Written request: Omit the images. Copy each entry word for word.

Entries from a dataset
◇ ◇ ◇ ◇ ◇ ◇ ◇

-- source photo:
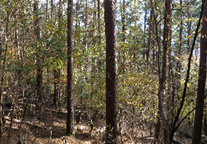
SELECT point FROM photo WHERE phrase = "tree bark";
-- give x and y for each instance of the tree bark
(111, 70)
(39, 76)
(70, 111)
(201, 81)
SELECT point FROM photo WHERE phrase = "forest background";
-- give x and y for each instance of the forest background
(158, 59)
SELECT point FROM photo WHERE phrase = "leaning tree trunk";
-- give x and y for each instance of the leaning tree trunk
(39, 76)
(111, 71)
(70, 111)
(201, 82)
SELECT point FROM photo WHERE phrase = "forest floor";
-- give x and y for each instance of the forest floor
(50, 128)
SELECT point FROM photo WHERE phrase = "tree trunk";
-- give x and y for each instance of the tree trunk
(39, 76)
(111, 71)
(202, 81)
(70, 111)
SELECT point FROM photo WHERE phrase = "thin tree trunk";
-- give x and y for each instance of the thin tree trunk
(70, 111)
(111, 71)
(201, 82)
(2, 72)
(39, 76)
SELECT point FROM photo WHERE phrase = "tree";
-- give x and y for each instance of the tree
(201, 81)
(70, 111)
(111, 70)
(39, 75)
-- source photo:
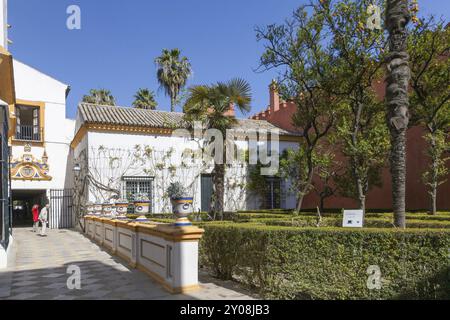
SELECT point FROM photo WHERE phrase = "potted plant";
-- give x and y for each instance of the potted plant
(106, 209)
(98, 208)
(121, 208)
(181, 203)
(89, 209)
(141, 206)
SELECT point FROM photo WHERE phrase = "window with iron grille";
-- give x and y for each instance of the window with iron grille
(135, 185)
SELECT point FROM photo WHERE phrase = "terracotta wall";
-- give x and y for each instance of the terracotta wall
(280, 114)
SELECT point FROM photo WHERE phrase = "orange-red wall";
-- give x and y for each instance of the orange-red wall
(378, 198)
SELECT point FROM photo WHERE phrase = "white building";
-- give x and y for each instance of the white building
(39, 135)
(40, 139)
(124, 150)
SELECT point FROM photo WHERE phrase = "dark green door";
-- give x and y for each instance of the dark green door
(206, 190)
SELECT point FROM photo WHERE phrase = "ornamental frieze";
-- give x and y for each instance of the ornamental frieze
(27, 167)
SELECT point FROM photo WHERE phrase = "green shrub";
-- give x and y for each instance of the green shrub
(329, 263)
(337, 222)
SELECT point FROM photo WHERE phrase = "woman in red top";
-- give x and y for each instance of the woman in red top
(35, 211)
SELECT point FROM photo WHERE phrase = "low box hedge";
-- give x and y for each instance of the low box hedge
(337, 222)
(329, 263)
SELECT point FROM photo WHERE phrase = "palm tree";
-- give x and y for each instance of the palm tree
(101, 97)
(173, 72)
(145, 99)
(398, 76)
(210, 105)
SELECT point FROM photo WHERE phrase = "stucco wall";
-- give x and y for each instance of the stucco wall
(32, 85)
(236, 195)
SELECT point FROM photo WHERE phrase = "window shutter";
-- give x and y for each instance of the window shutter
(35, 121)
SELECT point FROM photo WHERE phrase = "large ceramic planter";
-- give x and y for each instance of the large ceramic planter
(141, 208)
(107, 209)
(98, 209)
(182, 208)
(121, 210)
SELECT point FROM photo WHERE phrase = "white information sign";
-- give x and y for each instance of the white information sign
(353, 218)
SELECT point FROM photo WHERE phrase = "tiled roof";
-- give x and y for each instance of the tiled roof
(98, 114)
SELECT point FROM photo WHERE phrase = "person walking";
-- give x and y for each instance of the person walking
(43, 217)
(35, 212)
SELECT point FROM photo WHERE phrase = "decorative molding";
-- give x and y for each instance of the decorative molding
(27, 167)
(89, 127)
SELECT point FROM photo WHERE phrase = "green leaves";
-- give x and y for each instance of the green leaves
(100, 97)
(173, 72)
(210, 103)
(145, 99)
(329, 263)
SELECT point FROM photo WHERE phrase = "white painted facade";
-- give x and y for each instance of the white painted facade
(34, 86)
(120, 144)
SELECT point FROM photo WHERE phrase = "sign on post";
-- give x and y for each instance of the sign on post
(353, 219)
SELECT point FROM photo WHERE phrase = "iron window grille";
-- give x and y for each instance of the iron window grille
(135, 185)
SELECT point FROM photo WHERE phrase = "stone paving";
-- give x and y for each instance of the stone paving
(39, 272)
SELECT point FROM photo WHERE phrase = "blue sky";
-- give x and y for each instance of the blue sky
(119, 40)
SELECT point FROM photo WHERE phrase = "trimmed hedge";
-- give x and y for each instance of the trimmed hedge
(329, 263)
(337, 222)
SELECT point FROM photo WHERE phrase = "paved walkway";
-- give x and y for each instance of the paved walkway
(40, 272)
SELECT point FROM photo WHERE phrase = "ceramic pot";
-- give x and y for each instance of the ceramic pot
(121, 210)
(107, 209)
(141, 208)
(182, 208)
(98, 209)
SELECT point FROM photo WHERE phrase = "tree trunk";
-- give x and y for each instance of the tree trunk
(434, 175)
(398, 76)
(218, 178)
(361, 195)
(304, 191)
(173, 99)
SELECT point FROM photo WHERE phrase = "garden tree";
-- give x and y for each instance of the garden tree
(100, 97)
(328, 172)
(397, 101)
(145, 99)
(296, 48)
(209, 104)
(173, 72)
(429, 49)
(358, 62)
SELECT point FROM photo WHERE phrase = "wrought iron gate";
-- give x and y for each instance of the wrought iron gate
(61, 214)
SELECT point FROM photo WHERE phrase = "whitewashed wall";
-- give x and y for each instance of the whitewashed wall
(119, 145)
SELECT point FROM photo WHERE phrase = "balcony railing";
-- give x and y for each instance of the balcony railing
(29, 133)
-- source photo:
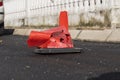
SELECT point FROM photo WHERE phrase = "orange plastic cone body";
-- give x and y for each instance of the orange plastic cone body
(63, 19)
(57, 37)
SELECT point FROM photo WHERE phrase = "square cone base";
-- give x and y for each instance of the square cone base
(57, 50)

◇ ◇ ◇ ◇ ◇ ◇ ◇

Right answer:
-- source photo:
SELECT point FROM photo WHERE phrase = "tree bark";
-- give x and y for each instance of the tree bark
(111, 70)
(39, 76)
(70, 111)
(201, 81)
SELECT point FROM photo WHERE phrase = "forest background";
-- give x and y for each instance of the forest background
(158, 59)
SELECT point FROM photo WHERE phrase = "leaning tree trunk";
-- give x and y for each instance of the leaning tree trunk
(39, 76)
(111, 71)
(70, 111)
(201, 82)
SELECT point FROM photo WHERE phrase = "forest floor";
-- give x and y for each instance of the forest floor
(50, 128)
SELECT point FROM photo WHERE phrase = "tree trunk";
-- give x and y for each instance of the tree trunk
(39, 76)
(111, 71)
(202, 81)
(70, 111)
SELECT point FROM photo WHERE phrase = "thin tree trunk";
-- give x and y for each instance of the thin tree trunk
(70, 111)
(111, 71)
(201, 82)
(2, 72)
(39, 76)
SELECT point FROM photo WHERE phrase = "tree";
-- give x and y for each instance of the tree
(201, 81)
(70, 111)
(111, 70)
(39, 75)
-- source photo:
SELECT point FROM photo WHERE phrase = "potted plant";
-- give x and y for each instance of the potted plant
(106, 209)
(98, 208)
(121, 208)
(181, 203)
(89, 209)
(141, 206)
SELECT point FROM photo WHERE phrase = "window with iron grille";
-- give x and y for each instance of the window with iron grille
(135, 185)
SELECT point FROM photo WHERE phrase = "terracotta wall";
-- give x and y for each instance of the terracotta wall
(280, 114)
SELECT point FROM photo WHERE phrase = "orange-red wall";
-- give x and y for each instance of the orange-red wall
(378, 198)
SELECT point FROM photo WHERE phrase = "white building";
-- give x and y for each instance of the white building
(39, 135)
(40, 139)
(124, 150)
SELECT point FROM photo WHERE phrase = "dark green door";
-- give x and y for each instance of the dark green door
(206, 190)
SELECT point FROM photo WHERE phrase = "ornamental frieze";
-- give x and y for each instance of the ornamental frieze
(27, 167)
SELECT point FROM photo WHERE phrase = "green shrub";
-- give x and y for each instance of the green shrub
(329, 263)
(337, 222)
SELECT point FROM photo WHERE phrase = "woman in red top";
-- give x and y for each instance of the woman in red top
(35, 211)
SELECT point FROM photo WHERE phrase = "low box hedge";
-- give x and y for each instance of the low box hedge
(337, 222)
(329, 263)
SELECT point FROM photo WHERE phrase = "palm tree";
-- give x and y for each instance of the palm tree
(101, 97)
(173, 72)
(145, 99)
(398, 76)
(210, 105)
SELECT point FROM photo WHERE phrase = "stucco wall";
-- give x and y for each instance of the stucco wall
(32, 85)
(236, 195)
SELECT point FROM photo WHERE phrase = "window shutter";
-- give x and y for each instance of the window shutter
(35, 121)
SELECT point FROM photo WHERE phrase = "large ceramic planter";
-- give x and y for each instance of the large ceramic planter
(141, 208)
(107, 209)
(98, 209)
(182, 208)
(121, 210)
SELECT point FROM photo WHERE phrase = "white information sign";
-- give x and y for each instance of the white information sign
(353, 218)
SELECT point FROM photo WHERE phrase = "tiled roof";
-- give x and y for each instance of the tiled roof
(98, 114)
SELECT point FROM photo WHERE phrase = "person walking";
-- give x and y for each instance of the person walking
(43, 217)
(35, 212)
SELECT point FROM photo WHERE phrase = "decorative molding";
-- give x and y for each instance of the decorative molding
(27, 167)
(89, 127)
SELECT point FROM photo WHERE phrase = "green leaves";
-- give x and y for each instance of the green leaves
(100, 97)
(173, 72)
(210, 103)
(145, 99)
(329, 263)
SELECT point FROM photo WHERE phrase = "white painted facade";
-- give x and y for each instance of the white painted facade
(34, 86)
(120, 144)
SELECT point FROM photo WHERE phrase = "sign on post";
-- give x and y for each instance of the sign on post
(353, 219)
SELECT point FROM photo WHERE phrase = "iron window grille";
-- give x and y for each instance of the iron window grille
(135, 185)
SELECT point FROM photo WHERE phrase = "stone paving";
-- give x and y for each instance of the stone paving
(39, 272)
SELECT point FROM photo WHERE phrase = "blue sky";
-- give x and y for each instance of the blue sky
(119, 40)
SELECT point FROM photo WHERE phrase = "trimmed hedge";
-- give x and y for each instance of the trimmed hedge
(329, 263)
(337, 222)
SELECT point FROM photo WHERE phrase = "paved walkway";
-- give x and y for each instance of the paved walkway
(40, 272)
SELECT point FROM photo WHERE phrase = "ceramic pot";
-- give x and y for each instance of the ceramic pot
(121, 210)
(107, 209)
(141, 208)
(182, 208)
(98, 209)
SELECT point FROM photo WHERE phrase = "tree trunk";
-- give x and y for each instance of the tree trunk
(434, 175)
(398, 76)
(218, 178)
(361, 195)
(304, 191)
(173, 99)
SELECT point FROM photo WHERE phrase = "garden tree";
-- give x and y for each instance of the garden tree
(100, 97)
(328, 172)
(397, 101)
(145, 99)
(296, 48)
(209, 104)
(173, 72)
(429, 49)
(358, 62)
SELECT point FROM photo WHERE phrase = "wrought iron gate";
-- give x and y for each instance of the wrought iron gate
(61, 214)
SELECT point FROM photo WHERE phrase = "whitewashed wall";
-- give x and y for each instance of the whitewashed wall
(119, 145)
SELECT point FROM photo WHERE phrase = "balcony railing";
-- give x and y for each instance of the balcony railing
(29, 133)
-- source photo:
SELECT point FROM photo WHERE phrase = "orange plastic cone body";
-- give x and y for each instance of the orange plastic cone body
(63, 19)
(57, 37)
SELECT point FROM photo WHERE phrase = "square cone base";
-- give x and y for each instance of the square cone base
(57, 50)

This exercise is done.